**THE REQUEST**.
Please copy every line of the records below word for word, leaving out the pictures.

* * *

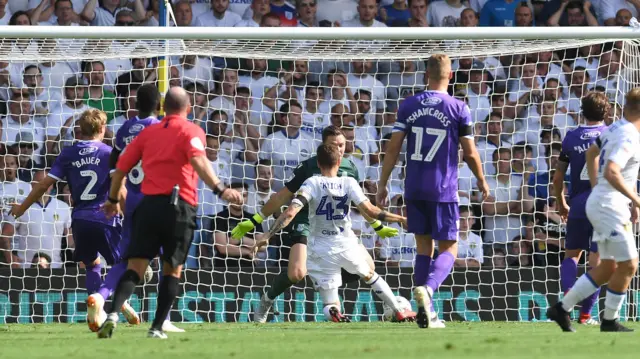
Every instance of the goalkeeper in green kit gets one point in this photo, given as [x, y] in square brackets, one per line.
[298, 230]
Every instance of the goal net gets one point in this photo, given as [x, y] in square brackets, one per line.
[263, 98]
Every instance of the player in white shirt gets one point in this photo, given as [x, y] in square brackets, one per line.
[332, 245]
[40, 229]
[613, 163]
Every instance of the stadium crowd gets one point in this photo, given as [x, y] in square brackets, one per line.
[263, 117]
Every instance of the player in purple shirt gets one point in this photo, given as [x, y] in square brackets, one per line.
[435, 124]
[595, 109]
[85, 166]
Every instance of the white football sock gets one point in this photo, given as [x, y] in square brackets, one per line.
[612, 304]
[382, 290]
[583, 288]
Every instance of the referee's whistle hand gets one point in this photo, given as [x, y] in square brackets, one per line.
[232, 196]
[110, 209]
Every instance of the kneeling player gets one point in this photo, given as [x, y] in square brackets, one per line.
[332, 245]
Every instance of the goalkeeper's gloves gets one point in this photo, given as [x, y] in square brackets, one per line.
[382, 230]
[245, 226]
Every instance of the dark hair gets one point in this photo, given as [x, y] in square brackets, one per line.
[328, 156]
[331, 131]
[243, 90]
[554, 146]
[595, 106]
[236, 185]
[14, 18]
[148, 99]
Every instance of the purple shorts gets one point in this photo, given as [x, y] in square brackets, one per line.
[438, 220]
[579, 235]
[93, 238]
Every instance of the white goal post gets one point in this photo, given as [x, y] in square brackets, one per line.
[530, 79]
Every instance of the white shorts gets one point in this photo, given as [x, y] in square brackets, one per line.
[325, 269]
[612, 230]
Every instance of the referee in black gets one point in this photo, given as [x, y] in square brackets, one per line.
[172, 152]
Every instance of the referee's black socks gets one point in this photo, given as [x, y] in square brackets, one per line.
[166, 296]
[126, 286]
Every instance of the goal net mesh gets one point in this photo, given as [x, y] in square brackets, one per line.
[524, 96]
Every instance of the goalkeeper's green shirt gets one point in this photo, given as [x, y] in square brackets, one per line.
[300, 225]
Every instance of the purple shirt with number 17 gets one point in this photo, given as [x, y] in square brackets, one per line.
[130, 130]
[433, 122]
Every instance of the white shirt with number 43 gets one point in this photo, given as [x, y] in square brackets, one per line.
[328, 201]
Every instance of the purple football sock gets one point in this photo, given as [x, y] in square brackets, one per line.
[111, 280]
[589, 302]
[93, 278]
[568, 274]
[440, 270]
[160, 277]
[421, 269]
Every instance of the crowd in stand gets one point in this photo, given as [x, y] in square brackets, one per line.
[263, 117]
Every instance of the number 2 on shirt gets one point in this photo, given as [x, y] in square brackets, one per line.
[326, 208]
[419, 132]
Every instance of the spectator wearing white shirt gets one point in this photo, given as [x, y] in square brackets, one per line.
[60, 14]
[219, 16]
[61, 120]
[104, 12]
[609, 9]
[288, 147]
[367, 12]
[12, 190]
[5, 13]
[40, 229]
[337, 11]
[183, 13]
[360, 78]
[307, 13]
[469, 18]
[445, 13]
[259, 9]
[508, 200]
[226, 90]
[470, 253]
[19, 119]
[42, 100]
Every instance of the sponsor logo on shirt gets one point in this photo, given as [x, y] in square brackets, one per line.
[136, 128]
[589, 135]
[431, 101]
[87, 150]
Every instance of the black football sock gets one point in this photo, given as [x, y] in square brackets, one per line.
[126, 286]
[166, 297]
[280, 284]
[349, 277]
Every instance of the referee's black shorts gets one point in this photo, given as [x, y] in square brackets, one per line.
[157, 224]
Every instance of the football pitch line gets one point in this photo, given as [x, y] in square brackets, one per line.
[495, 340]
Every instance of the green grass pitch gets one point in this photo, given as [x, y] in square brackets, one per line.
[495, 340]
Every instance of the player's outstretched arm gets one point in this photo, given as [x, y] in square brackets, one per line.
[37, 191]
[472, 158]
[558, 186]
[274, 203]
[592, 157]
[613, 174]
[374, 212]
[283, 221]
[390, 160]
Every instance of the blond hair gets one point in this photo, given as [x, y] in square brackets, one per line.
[439, 67]
[91, 122]
[632, 103]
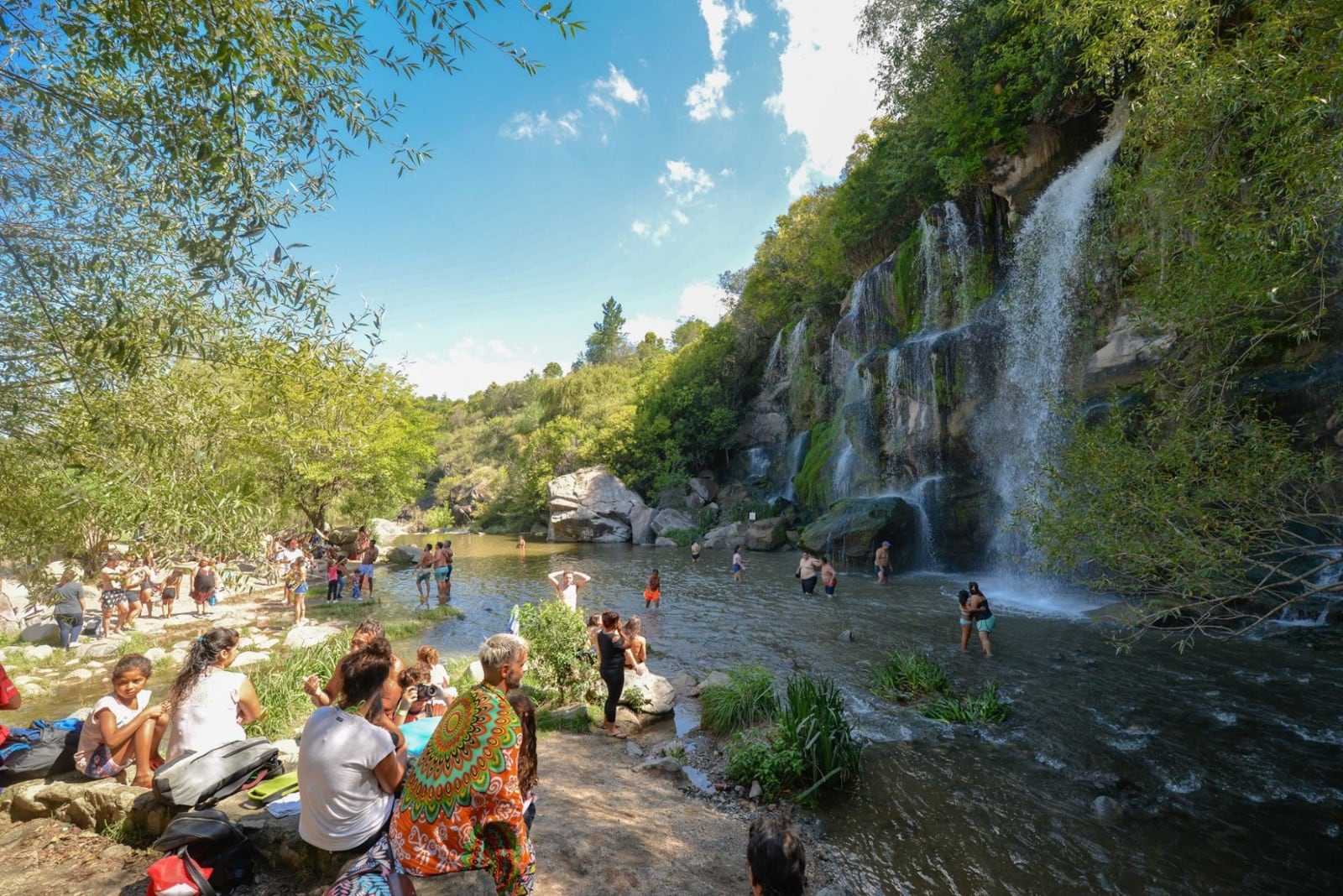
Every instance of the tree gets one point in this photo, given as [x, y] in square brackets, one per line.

* * *

**SOLUTION FOR THIS PROBLEM**.
Every instance of the goalkeeper in green kit gets one point in this photo, given as [x, y] in square brackets, one per line.
[298, 230]
Every instance of the goal net gets one point in this photo, given as [x, y] in square brackets, one per line.
[263, 98]
Every instance of the player in white shirt gets one point in this photo, given as [x, y] in square brackets, one per line.
[332, 245]
[40, 229]
[613, 163]
Every instance of the stadium crowd gets one point in this photo, given as [x, y] in square brackets, one per line.
[263, 117]
Every instance of the player in purple shirt gets one point in this photo, given as [x, y] in square brackets, one per line.
[435, 124]
[595, 109]
[85, 166]
Every instance of the white football sock gets one point in this photo, given as [x, y] in square brackets, one per line.
[612, 304]
[382, 290]
[583, 288]
Every instance of the referee's whistle hand gets one point in this photo, given as [x, y] in square brackets, one per line.
[232, 196]
[110, 209]
Every instance of the kneeling player gets one point in this photo, given as [x, y] in square brackets, one per line.
[332, 245]
Every instance of the goalkeeper's gloves gets one point in this photo, given as [x, y] in square brackets, one per line.
[382, 230]
[245, 226]
Every instance of the dark hair gets one point in this photo, given as [x, y] in square brackets, one per line.
[328, 156]
[331, 131]
[243, 90]
[554, 146]
[595, 106]
[236, 185]
[14, 18]
[148, 99]
Every instance of the purple shorts gets one point in this photo, given as [x, y] in square brackets, one per line.
[438, 220]
[579, 235]
[93, 238]
Every instance of the white goal post gets one point in this photo, given as [x, y] in square brackets, one per line.
[530, 79]
Every instance of the white shorts gets one point in this photo, given as [x, y] in square brackets, one per line.
[325, 269]
[612, 230]
Every instance of the referee in black gets one point in this photo, given as [x, y] in square brackets, one per line.
[172, 152]
Every instance of the referee's black socks gets one point in this photo, given as [x, y] in square brackets, one per line.
[166, 296]
[126, 286]
Every instance of the goal net mesh gets one point in this photo, given as [x, y] in square brackets, one per line.
[524, 96]
Every instance of the goalkeeper's green shirt gets one point in this photo, given as [x, y] in square brackets, one per line.
[300, 225]
Every instance of the purple shirt with number 17 gets one point in this photo, given as [x, y] in square brackets, one per line.
[130, 130]
[433, 122]
Every instance of the white shirt with number 43 gets one point in this photo, given as [x, y] in square brackets, one per line.
[328, 201]
Every instance of the purple football sock gets one point in this photo, given as [x, y] in square brackets, one per line.
[111, 280]
[589, 302]
[93, 278]
[568, 274]
[440, 270]
[160, 277]
[421, 269]
Every instance of the crowd in stand gets one point in this photo, given as [x, y] in square brackets, one per line.
[263, 117]
Every instance of the number 2 on shirt gets one point in this photo, given as [x, y] in square brackets, one per line.
[326, 208]
[419, 132]
Every instance of the spectator wearing white shirt gets one point in this photo, given as [x, y] in square brackets, one per line.
[60, 14]
[219, 16]
[61, 120]
[104, 12]
[609, 9]
[288, 147]
[367, 12]
[12, 190]
[5, 13]
[40, 229]
[337, 11]
[183, 13]
[360, 78]
[307, 13]
[469, 18]
[445, 13]
[259, 9]
[508, 200]
[226, 90]
[470, 253]
[19, 119]
[42, 100]
Every instance of the sponsor logo on shirt gets one point in this photo, given as [x, y] in square brackets, one per line.
[136, 128]
[589, 135]
[431, 101]
[87, 150]
Every instance of the black football sock gets one point in this photo, given as [x, y] in square brackets, one per line.
[126, 286]
[166, 297]
[280, 284]
[349, 277]
Every instance of the referee's black shorts gets one point in this photo, given as [x, y] in square brackets, one per line.
[157, 224]
Every instance of the football pitch line gets one point in this photo, given as [x, y] in square brackets, one per line.
[495, 340]
Every instance of the green grass pitch gets one point in this photo, given as [x, y] in square brackets, one per line.
[495, 340]
Every instance of the player's outstretched arm gets one point in this photo, given as [x, y] in square brackets, one per line.
[37, 191]
[472, 158]
[558, 186]
[274, 203]
[592, 157]
[613, 174]
[374, 212]
[283, 221]
[390, 160]
Every instance of the blond hair gets one point in this photo, given as [x, y] in square brackets, one per line.
[439, 67]
[91, 122]
[632, 103]
Every instance of the tree gets one point in this photo, given as [x, y] in square brackets, one per line.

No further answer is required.